Image-grounded pointing data:
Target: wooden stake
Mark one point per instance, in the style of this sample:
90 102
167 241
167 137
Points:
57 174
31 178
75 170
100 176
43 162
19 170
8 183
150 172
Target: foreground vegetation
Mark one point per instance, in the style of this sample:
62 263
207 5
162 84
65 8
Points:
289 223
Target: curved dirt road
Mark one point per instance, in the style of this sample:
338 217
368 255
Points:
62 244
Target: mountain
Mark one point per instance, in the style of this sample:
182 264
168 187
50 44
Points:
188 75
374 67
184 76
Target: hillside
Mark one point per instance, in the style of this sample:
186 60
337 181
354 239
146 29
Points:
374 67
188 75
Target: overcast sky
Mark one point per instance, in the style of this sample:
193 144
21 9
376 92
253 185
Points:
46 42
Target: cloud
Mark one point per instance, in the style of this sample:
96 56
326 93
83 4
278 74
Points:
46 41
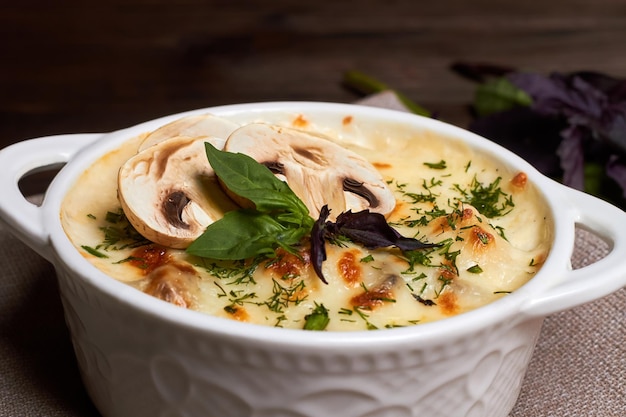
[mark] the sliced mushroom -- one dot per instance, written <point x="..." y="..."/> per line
<point x="318" y="170"/>
<point x="193" y="126"/>
<point x="170" y="193"/>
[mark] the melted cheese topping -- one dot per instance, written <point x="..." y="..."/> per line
<point x="442" y="187"/>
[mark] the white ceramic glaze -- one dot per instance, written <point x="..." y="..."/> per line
<point x="140" y="356"/>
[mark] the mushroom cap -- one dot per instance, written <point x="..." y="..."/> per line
<point x="203" y="125"/>
<point x="170" y="193"/>
<point x="319" y="171"/>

*Work to complete:* Word for word, retype all of the data above, but include no pictures.

*Solution for this task:*
Target: wooden stake
Mark one point per instance, in the style of this sample:
90 102
167 241
167 137
Points:
57 174
31 178
75 170
100 176
43 162
19 170
8 183
150 172
Target: foreground vegetation
Mark one point per instance, in the style of this sample:
62 263
207 5
162 84
65 8
Points:
289 223
Target: curved dirt road
Mark one point per instance, in the style of this sample:
338 217
368 255
Points:
62 244
Target: mountain
Mark one point per instance, in the style of this sample:
182 264
168 187
50 44
Points:
188 75
374 67
184 76
Target: hillside
Mark one point per instance, in the style of this sample:
186 60
337 181
354 239
146 29
Points:
374 67
188 75
Target: overcast sky
Mark one point per instance, in the style of this sample:
193 144
21 9
376 92
253 185
Points:
46 42
Target: cloud
Mark one point per instance, in the style of this sample:
96 56
326 93
83 4
278 74
Points:
46 41
[mark] the sliced mushroom -- one dot per instance, written <point x="..." y="..."/> per line
<point x="318" y="170"/>
<point x="193" y="126"/>
<point x="170" y="193"/>
[mark] the melted cheese topping -- one dot per instance, written <point x="..." y="..."/> per line
<point x="442" y="187"/>
[mark] the white ceramic glaze -- one dot per instance, written <point x="..." y="..."/> per line
<point x="140" y="356"/>
[mark] the mushroom cap -- one dot per instance, written <point x="..." y="..."/> per line
<point x="203" y="125"/>
<point x="170" y="193"/>
<point x="319" y="171"/>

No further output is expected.